PROBLEM STATEMENT - Print the data that follows exactly as it stands, from its first line through the line containing "Query: bush", and stop there.

# # # #

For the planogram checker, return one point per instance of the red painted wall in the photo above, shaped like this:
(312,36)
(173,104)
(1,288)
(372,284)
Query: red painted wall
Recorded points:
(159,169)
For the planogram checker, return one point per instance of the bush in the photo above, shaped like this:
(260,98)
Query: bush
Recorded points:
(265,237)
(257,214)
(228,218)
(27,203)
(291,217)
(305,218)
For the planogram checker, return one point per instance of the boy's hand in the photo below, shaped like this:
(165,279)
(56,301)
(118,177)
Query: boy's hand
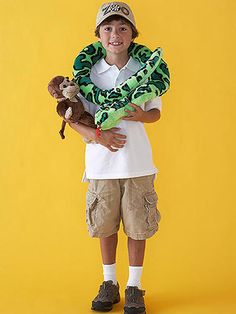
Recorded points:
(136,115)
(111,139)
(140,115)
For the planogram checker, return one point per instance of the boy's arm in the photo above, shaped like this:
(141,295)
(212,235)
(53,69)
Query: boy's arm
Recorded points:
(109,138)
(139,114)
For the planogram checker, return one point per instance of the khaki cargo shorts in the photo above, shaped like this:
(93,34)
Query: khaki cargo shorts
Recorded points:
(132,200)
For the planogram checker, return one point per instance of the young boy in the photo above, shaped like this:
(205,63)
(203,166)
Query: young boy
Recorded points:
(119,166)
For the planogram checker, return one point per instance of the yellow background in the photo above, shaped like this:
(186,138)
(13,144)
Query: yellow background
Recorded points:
(48,263)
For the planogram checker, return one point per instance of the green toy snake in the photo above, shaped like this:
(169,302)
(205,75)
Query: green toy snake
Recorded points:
(151,80)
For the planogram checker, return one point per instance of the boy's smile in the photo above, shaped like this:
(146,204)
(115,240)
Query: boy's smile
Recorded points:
(116,37)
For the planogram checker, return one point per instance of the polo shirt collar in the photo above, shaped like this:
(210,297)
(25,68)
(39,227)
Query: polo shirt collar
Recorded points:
(103,66)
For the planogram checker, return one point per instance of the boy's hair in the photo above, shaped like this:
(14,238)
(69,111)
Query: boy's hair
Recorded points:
(117,18)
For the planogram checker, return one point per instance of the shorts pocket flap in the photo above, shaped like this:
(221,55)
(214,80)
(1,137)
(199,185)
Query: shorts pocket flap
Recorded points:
(91,199)
(151,198)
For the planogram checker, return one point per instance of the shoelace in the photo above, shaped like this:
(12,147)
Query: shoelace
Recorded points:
(134,294)
(104,290)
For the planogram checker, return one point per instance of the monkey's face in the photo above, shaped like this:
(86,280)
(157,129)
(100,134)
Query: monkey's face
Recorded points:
(69,89)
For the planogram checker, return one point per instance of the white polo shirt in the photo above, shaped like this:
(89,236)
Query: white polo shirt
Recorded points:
(135,158)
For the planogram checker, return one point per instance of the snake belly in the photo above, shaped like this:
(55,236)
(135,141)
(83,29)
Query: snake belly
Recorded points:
(150,81)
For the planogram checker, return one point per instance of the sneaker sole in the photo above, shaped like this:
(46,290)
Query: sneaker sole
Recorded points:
(134,311)
(101,307)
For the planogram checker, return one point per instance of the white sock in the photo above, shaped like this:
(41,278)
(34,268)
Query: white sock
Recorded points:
(135,273)
(109,272)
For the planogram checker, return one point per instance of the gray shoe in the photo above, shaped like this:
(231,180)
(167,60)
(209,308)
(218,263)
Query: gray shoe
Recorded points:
(107,296)
(134,301)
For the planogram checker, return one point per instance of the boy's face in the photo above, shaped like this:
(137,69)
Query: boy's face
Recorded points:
(115,36)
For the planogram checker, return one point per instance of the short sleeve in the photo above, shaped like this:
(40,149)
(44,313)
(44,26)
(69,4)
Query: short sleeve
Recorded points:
(154,103)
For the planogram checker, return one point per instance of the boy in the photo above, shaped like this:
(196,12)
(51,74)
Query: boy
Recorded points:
(119,166)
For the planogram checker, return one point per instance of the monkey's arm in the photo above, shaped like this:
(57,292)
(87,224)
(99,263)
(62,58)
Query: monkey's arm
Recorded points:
(83,130)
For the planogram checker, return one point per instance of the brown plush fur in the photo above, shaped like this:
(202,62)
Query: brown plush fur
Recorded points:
(70,89)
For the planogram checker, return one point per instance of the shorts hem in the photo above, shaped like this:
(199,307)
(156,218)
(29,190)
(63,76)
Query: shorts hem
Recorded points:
(141,236)
(94,234)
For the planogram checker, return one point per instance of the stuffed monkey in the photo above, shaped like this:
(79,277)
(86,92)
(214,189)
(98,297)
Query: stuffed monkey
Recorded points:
(69,105)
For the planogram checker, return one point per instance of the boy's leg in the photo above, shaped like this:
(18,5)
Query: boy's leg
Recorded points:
(140,219)
(136,250)
(103,219)
(108,247)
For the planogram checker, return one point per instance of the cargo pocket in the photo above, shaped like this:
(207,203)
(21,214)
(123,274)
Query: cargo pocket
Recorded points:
(91,206)
(152,213)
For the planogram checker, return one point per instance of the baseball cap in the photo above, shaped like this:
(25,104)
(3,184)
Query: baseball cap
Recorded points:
(114,8)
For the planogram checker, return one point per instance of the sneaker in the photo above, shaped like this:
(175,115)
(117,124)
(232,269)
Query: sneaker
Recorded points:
(134,301)
(107,296)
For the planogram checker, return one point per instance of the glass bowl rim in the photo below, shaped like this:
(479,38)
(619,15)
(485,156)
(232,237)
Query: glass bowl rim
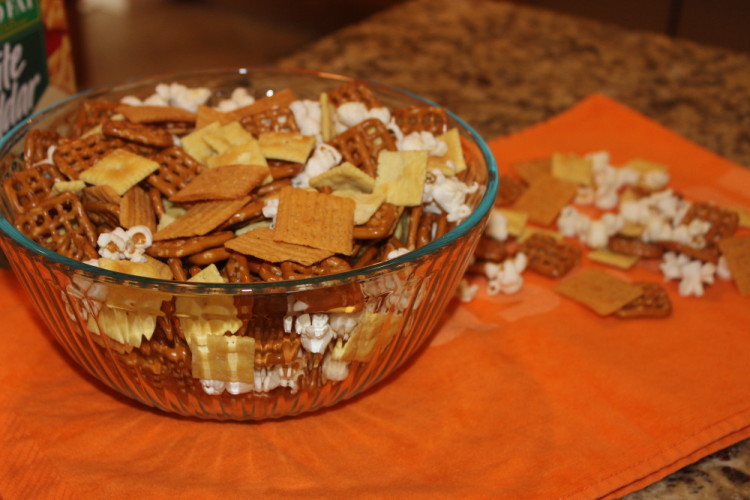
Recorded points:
(81,268)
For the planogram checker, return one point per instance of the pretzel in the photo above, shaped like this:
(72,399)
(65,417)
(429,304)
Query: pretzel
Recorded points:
(91,114)
(176,170)
(53,221)
(490,249)
(361,144)
(77,247)
(27,188)
(277,119)
(421,119)
(381,224)
(103,214)
(279,349)
(237,269)
(654,303)
(37,144)
(508,190)
(210,256)
(353,92)
(178,270)
(183,247)
(73,156)
(137,132)
(723,222)
(549,257)
(634,246)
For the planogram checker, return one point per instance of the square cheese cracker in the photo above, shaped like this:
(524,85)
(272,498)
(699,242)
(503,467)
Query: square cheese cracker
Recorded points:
(119,170)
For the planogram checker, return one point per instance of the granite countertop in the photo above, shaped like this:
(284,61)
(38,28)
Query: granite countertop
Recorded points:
(504,67)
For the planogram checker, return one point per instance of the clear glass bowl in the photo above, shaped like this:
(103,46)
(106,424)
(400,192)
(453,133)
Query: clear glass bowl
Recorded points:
(395,304)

# # # #

SOLUTION FOR THIS TASK -
For the planogram checker, return one point per instance of the red painted wall in the photo above, shaped like this:
(312,36)
(173,104)
(1,288)
(372,284)
Query: red painted wall
Recorded points:
(159,169)
For the planogram checker, return one point per instance of the bush in the photo above, shaped like this:
(260,98)
Query: bush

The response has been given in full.